Detection annotation data
***

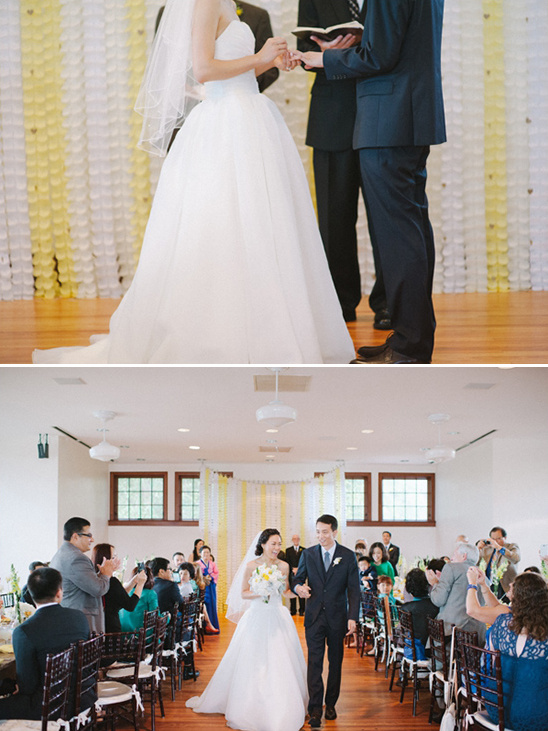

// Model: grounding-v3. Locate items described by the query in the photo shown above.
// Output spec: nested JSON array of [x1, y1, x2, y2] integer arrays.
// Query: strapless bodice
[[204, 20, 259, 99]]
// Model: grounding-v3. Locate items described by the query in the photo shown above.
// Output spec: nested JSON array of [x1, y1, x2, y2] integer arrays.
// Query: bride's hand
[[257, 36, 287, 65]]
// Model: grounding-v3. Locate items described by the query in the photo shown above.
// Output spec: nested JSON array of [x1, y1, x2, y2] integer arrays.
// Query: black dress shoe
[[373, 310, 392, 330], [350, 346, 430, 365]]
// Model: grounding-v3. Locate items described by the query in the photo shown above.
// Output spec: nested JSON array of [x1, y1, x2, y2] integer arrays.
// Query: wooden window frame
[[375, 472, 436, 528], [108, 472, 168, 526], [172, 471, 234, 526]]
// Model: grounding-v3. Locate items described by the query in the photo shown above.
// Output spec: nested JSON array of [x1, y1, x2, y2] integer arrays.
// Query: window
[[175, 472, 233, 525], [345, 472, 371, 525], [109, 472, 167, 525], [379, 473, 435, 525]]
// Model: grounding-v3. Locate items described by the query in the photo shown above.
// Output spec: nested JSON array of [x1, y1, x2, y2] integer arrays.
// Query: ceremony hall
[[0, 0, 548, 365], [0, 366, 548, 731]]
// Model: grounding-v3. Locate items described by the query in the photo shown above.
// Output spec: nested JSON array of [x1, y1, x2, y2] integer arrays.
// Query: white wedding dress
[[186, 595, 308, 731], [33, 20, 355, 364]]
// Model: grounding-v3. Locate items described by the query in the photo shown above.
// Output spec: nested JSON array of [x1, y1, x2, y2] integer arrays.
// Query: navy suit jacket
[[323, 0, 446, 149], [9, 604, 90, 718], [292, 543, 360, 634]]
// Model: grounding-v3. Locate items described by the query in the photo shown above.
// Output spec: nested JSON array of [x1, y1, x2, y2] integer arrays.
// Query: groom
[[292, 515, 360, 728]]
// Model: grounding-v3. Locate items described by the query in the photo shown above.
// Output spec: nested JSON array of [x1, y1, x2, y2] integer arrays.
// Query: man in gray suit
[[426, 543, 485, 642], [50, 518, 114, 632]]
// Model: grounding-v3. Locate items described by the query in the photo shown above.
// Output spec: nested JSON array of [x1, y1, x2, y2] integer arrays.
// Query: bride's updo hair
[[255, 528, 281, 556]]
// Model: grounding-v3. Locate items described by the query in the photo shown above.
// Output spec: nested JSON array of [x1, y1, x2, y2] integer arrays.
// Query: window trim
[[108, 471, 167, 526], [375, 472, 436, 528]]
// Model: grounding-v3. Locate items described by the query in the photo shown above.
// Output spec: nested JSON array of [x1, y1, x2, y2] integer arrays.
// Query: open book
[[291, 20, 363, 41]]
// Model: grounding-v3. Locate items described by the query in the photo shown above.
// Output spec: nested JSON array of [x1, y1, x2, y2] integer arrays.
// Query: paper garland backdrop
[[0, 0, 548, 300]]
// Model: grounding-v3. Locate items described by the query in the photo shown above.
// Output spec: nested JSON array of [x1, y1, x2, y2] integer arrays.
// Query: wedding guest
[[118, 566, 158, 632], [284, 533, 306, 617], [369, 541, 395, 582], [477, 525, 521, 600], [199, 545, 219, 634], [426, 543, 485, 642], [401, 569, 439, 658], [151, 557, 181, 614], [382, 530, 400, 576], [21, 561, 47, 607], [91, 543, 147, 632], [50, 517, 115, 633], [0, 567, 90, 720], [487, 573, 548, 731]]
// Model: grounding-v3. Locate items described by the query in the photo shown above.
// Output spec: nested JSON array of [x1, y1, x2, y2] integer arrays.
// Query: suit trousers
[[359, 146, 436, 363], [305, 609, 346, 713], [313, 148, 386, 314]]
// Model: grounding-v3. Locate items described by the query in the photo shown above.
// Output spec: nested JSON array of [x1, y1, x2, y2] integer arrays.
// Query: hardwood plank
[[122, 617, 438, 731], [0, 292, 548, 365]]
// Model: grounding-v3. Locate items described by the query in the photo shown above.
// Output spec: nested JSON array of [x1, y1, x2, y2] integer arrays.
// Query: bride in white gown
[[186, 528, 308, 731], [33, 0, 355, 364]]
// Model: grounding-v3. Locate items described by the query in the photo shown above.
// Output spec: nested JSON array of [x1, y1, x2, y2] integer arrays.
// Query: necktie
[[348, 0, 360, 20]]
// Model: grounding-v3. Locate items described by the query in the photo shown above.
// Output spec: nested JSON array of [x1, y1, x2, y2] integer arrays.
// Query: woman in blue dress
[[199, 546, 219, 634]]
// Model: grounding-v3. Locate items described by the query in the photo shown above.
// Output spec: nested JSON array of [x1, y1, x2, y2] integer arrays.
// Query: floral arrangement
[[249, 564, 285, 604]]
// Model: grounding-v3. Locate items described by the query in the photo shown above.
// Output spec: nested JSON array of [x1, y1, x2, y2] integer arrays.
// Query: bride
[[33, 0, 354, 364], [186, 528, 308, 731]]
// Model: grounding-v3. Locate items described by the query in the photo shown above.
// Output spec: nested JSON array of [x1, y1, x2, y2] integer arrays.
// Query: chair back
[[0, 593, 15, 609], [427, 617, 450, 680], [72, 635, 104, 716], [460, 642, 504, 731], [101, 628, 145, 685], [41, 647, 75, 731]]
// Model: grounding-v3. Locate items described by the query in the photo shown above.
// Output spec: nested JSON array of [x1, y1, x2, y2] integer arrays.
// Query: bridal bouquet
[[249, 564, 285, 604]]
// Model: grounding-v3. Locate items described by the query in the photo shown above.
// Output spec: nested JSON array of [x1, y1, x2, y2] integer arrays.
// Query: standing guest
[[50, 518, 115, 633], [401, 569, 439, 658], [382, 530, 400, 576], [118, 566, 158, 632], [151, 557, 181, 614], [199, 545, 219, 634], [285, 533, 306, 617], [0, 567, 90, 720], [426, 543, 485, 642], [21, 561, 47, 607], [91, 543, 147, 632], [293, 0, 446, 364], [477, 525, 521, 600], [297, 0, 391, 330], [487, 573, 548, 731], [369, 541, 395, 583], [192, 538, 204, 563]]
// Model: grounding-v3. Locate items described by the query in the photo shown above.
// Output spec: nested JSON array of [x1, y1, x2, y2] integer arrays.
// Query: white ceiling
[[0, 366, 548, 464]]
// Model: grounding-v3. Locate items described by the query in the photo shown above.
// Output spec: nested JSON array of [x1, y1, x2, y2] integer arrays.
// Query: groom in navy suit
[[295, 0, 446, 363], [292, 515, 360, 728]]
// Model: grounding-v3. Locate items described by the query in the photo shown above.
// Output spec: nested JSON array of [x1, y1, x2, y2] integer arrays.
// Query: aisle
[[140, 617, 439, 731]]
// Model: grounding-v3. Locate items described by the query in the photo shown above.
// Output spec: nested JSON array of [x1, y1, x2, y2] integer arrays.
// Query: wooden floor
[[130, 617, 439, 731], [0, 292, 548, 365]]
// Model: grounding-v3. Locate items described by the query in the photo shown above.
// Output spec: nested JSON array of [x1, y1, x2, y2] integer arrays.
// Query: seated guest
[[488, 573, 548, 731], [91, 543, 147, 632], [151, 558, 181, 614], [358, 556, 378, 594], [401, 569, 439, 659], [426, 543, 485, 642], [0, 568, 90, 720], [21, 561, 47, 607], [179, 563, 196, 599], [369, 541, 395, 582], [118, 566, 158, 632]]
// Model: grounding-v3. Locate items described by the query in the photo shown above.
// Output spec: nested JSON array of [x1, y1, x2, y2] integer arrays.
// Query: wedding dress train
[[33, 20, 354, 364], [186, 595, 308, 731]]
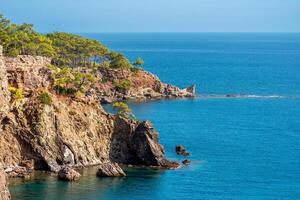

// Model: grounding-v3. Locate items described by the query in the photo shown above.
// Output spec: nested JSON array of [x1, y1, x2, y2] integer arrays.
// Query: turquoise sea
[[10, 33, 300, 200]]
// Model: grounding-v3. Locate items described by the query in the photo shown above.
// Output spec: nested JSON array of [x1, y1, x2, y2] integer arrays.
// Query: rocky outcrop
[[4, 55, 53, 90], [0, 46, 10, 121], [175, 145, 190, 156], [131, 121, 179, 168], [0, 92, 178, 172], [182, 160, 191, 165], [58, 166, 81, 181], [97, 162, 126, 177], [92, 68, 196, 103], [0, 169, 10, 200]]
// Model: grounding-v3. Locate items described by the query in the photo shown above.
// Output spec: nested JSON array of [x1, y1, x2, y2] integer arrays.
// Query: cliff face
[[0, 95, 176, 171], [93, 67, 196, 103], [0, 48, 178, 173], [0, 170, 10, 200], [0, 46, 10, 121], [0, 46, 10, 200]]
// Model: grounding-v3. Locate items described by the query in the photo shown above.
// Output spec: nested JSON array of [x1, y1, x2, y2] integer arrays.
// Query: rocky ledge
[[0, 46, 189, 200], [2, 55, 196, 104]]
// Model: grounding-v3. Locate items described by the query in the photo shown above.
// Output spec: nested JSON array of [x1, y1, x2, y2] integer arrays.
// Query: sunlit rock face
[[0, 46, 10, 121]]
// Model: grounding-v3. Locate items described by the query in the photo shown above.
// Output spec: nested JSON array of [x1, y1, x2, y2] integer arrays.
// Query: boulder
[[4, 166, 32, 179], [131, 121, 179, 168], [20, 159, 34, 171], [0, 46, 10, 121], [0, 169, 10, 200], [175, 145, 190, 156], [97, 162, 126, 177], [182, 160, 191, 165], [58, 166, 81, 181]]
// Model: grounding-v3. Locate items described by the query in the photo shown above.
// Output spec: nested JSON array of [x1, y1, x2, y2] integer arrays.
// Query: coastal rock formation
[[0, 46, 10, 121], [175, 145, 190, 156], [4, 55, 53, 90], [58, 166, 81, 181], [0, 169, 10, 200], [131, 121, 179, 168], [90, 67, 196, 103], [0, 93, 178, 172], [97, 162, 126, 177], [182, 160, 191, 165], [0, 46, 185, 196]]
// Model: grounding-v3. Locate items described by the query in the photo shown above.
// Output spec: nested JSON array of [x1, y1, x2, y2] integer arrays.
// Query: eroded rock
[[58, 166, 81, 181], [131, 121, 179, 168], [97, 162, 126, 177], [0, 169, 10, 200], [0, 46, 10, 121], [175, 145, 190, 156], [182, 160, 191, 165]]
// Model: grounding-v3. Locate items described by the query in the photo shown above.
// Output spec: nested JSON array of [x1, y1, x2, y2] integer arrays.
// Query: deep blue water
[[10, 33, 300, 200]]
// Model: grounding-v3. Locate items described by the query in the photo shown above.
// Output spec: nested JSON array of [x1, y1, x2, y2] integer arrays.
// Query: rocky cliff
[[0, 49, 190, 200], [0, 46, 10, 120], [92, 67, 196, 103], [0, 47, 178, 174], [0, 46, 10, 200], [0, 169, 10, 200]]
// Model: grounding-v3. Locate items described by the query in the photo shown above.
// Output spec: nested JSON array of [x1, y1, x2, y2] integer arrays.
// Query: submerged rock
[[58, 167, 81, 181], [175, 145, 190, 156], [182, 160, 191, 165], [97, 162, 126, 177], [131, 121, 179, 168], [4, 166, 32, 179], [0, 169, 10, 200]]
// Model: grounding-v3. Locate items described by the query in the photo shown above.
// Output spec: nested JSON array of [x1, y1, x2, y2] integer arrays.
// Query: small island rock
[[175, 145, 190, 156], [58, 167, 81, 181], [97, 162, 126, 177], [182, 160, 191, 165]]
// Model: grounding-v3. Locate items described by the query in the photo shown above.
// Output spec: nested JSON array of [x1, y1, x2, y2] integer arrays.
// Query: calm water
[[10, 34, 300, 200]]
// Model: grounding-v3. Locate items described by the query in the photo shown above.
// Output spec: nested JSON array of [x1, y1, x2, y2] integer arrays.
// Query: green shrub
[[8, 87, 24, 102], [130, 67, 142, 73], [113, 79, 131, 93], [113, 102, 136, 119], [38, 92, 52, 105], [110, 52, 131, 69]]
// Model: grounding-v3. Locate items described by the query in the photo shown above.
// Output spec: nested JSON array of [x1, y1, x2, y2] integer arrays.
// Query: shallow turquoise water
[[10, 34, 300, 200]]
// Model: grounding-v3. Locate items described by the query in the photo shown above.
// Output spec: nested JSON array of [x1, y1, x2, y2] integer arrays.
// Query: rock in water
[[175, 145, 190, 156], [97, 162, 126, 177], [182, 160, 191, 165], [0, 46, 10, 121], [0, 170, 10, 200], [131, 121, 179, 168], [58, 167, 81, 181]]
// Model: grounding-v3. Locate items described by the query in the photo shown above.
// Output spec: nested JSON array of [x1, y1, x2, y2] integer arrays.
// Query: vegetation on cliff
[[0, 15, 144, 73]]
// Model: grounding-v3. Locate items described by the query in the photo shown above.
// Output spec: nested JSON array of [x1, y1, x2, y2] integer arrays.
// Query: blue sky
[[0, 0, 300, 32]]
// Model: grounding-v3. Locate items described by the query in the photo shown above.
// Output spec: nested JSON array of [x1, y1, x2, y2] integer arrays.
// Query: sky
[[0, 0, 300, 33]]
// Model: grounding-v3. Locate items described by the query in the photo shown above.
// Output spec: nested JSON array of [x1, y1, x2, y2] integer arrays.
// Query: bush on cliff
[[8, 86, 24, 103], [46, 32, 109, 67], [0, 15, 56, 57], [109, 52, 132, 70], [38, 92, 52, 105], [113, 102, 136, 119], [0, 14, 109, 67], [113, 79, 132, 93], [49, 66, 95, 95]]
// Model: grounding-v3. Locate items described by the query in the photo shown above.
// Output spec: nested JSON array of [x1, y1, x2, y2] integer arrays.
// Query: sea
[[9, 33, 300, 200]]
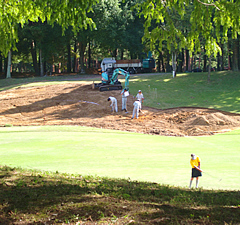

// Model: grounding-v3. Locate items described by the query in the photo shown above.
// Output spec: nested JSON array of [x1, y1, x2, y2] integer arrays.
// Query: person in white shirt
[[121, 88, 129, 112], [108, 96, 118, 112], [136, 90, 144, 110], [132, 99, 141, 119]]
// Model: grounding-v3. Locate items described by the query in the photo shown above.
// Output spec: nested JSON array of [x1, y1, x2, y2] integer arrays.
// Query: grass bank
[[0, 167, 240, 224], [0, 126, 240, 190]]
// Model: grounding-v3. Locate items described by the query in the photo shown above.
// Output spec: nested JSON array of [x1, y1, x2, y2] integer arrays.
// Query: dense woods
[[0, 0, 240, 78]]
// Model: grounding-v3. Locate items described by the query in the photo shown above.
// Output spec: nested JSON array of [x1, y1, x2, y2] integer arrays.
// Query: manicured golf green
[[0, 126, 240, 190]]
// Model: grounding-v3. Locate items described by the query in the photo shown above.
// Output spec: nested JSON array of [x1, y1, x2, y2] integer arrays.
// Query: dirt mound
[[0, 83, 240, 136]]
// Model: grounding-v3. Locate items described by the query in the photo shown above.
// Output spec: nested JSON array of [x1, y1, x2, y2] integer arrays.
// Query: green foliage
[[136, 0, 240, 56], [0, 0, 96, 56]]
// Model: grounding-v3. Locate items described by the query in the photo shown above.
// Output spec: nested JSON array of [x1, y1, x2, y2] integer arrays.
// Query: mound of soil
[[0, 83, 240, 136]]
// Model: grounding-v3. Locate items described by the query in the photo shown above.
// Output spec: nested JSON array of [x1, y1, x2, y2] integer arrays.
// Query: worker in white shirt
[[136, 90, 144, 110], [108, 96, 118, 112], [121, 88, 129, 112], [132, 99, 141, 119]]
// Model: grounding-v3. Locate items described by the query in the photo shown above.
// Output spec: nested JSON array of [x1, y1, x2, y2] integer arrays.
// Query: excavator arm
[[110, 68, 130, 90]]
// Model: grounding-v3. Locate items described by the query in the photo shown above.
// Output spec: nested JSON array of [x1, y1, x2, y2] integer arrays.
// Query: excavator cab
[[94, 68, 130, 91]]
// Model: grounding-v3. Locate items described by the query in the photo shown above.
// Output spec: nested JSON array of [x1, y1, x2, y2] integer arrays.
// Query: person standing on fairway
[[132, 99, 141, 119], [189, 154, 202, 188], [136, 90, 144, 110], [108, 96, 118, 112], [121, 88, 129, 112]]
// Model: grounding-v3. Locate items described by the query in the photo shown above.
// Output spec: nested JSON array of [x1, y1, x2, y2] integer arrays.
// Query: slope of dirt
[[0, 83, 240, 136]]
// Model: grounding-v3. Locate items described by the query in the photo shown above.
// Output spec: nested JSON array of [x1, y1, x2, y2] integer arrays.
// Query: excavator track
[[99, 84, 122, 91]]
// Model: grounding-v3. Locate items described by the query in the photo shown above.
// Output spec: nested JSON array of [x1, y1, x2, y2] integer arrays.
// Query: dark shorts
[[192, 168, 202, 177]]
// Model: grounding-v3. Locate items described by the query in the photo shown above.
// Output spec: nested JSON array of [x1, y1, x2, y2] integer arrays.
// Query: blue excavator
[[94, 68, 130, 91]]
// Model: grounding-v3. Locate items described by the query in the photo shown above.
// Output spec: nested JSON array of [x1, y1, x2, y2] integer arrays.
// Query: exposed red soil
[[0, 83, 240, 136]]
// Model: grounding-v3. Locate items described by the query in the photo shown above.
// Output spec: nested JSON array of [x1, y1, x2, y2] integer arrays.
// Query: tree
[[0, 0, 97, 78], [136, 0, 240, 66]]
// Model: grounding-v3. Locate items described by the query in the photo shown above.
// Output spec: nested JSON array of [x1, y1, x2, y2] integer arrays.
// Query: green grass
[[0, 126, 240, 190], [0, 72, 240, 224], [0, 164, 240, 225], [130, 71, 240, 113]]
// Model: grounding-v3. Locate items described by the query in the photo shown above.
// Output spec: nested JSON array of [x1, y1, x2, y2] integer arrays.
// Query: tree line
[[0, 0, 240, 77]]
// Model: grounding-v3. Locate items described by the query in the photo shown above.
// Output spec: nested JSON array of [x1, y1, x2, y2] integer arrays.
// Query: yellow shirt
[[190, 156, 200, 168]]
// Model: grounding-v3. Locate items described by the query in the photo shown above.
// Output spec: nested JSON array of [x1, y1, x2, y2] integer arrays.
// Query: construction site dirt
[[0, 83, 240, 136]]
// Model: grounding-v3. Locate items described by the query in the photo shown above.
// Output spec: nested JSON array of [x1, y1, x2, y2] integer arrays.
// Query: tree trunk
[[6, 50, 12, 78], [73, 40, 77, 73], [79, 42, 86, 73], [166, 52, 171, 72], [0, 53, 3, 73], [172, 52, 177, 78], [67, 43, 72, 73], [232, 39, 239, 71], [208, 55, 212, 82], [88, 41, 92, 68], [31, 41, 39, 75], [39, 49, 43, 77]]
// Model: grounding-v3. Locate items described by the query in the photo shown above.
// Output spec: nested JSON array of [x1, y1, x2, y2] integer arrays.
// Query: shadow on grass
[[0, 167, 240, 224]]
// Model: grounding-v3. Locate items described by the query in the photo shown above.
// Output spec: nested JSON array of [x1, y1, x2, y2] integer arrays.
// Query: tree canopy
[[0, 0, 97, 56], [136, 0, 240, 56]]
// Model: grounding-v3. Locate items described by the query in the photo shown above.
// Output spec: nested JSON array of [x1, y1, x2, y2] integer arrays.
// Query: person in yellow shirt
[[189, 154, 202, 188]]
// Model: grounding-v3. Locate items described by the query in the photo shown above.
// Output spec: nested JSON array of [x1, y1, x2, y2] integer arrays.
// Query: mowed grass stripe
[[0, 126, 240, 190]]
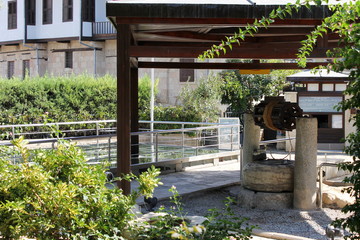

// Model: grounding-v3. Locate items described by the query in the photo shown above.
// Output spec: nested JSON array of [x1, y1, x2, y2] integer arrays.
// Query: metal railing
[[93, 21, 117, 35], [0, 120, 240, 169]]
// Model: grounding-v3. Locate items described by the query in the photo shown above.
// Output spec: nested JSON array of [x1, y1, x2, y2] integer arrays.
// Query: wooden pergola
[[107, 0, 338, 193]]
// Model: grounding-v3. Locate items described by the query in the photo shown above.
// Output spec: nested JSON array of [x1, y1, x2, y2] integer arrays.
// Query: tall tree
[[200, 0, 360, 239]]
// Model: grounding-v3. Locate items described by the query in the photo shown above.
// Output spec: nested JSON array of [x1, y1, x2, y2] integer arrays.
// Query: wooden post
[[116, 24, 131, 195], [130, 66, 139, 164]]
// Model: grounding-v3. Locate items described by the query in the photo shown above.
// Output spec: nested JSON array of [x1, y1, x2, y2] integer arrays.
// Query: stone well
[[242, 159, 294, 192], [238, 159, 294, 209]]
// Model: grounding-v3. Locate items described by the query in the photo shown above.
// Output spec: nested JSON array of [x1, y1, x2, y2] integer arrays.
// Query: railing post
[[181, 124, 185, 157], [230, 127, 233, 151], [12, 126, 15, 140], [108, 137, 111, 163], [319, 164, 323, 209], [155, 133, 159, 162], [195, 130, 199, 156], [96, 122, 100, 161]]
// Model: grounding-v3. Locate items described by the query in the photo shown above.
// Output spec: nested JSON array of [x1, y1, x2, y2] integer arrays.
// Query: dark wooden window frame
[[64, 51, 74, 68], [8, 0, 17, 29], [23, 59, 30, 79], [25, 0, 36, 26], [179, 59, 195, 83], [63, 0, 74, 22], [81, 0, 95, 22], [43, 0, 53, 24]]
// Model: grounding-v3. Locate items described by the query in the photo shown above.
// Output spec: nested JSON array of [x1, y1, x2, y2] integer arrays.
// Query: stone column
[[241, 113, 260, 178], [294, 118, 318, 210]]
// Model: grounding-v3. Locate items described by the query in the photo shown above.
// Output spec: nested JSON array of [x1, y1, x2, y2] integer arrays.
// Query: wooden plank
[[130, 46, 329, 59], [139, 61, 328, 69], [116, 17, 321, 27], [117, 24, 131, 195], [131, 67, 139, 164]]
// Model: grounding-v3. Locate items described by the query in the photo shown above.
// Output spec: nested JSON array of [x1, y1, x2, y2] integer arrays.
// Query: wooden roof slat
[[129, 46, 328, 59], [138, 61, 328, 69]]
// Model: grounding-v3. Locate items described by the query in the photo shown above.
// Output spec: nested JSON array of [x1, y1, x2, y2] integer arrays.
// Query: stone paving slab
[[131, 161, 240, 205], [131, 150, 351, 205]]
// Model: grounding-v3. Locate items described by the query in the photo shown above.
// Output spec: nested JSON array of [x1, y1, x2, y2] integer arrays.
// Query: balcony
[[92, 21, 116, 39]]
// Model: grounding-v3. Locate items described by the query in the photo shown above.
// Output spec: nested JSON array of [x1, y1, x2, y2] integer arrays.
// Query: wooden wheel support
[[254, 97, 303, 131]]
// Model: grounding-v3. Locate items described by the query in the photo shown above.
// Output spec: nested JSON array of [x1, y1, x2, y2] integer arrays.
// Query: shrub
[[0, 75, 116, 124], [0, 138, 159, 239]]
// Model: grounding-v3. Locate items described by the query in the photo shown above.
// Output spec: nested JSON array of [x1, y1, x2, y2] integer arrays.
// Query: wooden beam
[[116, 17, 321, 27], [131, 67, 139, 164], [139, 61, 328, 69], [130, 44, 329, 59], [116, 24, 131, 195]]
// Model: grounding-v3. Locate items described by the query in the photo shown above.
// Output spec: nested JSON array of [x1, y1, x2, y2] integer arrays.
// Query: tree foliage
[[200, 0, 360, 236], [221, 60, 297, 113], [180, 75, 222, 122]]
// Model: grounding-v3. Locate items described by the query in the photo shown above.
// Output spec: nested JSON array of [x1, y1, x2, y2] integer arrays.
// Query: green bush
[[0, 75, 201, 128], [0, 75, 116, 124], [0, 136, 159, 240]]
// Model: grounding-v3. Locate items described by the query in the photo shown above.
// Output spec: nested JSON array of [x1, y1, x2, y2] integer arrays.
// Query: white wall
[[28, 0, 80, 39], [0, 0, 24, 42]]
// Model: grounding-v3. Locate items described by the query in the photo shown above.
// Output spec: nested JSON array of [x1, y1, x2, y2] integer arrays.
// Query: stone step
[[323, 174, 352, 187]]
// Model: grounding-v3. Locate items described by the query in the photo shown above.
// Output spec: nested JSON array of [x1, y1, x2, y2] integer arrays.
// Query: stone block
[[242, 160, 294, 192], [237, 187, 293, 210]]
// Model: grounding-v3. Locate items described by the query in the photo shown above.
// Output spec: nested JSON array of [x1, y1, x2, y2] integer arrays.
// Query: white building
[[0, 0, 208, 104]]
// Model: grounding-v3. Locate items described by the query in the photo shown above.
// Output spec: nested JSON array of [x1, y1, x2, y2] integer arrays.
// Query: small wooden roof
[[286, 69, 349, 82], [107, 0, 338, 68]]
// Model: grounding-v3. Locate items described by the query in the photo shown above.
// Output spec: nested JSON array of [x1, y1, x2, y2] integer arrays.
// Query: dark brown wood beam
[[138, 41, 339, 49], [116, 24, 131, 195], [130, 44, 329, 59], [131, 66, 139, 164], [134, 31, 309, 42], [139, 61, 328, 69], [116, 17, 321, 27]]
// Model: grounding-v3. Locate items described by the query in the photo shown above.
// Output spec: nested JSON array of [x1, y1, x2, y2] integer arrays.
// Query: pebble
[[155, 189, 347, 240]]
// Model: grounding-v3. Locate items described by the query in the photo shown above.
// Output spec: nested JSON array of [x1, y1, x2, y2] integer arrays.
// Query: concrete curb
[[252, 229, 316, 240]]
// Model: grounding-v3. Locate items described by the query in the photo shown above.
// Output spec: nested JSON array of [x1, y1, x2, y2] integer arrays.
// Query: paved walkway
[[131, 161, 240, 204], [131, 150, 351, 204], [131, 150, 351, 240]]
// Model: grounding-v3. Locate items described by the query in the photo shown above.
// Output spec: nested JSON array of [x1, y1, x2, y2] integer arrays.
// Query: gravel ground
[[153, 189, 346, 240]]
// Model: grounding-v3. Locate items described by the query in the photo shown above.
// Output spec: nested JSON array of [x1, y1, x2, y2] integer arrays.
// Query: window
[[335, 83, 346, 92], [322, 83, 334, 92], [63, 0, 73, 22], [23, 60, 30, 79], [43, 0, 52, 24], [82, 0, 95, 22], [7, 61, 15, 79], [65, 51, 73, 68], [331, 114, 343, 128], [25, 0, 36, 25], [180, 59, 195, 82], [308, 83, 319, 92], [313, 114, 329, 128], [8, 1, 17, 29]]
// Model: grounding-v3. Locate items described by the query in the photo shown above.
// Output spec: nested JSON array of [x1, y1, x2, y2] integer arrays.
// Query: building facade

***

■ The problem: Express the data from its first line through the line containing "[[373, 310, 392, 330], [350, 346, 430, 365]]", inclusive, as a numbered list. Skip blank lines and omit the pictures.

■ Final answer:
1. // Model: grounding-v3. Locate items described by the query in the photo shown above.
2. // Output spec: nested JSON array of [x1, y1, x2, y2] integer arrays.
3. // Query: strapless bodice
4. [[204, 20, 259, 99]]
5. // Model: grounding-v3. Locate items described by the query in the photo shown above.
6. // Output spec: nested JSON array of [x1, y1, x2, y2] integer arrays.
7. // Query: bride's hand
8. [[257, 36, 287, 65]]
9. // Model: grounding-v3. Locate items described by the query in the photo shown above.
10. // Output spec: nested JSON array of [x1, y1, x2, y2] integer arrays.
11. // Query: black dress shoe
12. [[373, 310, 392, 330], [350, 346, 430, 365]]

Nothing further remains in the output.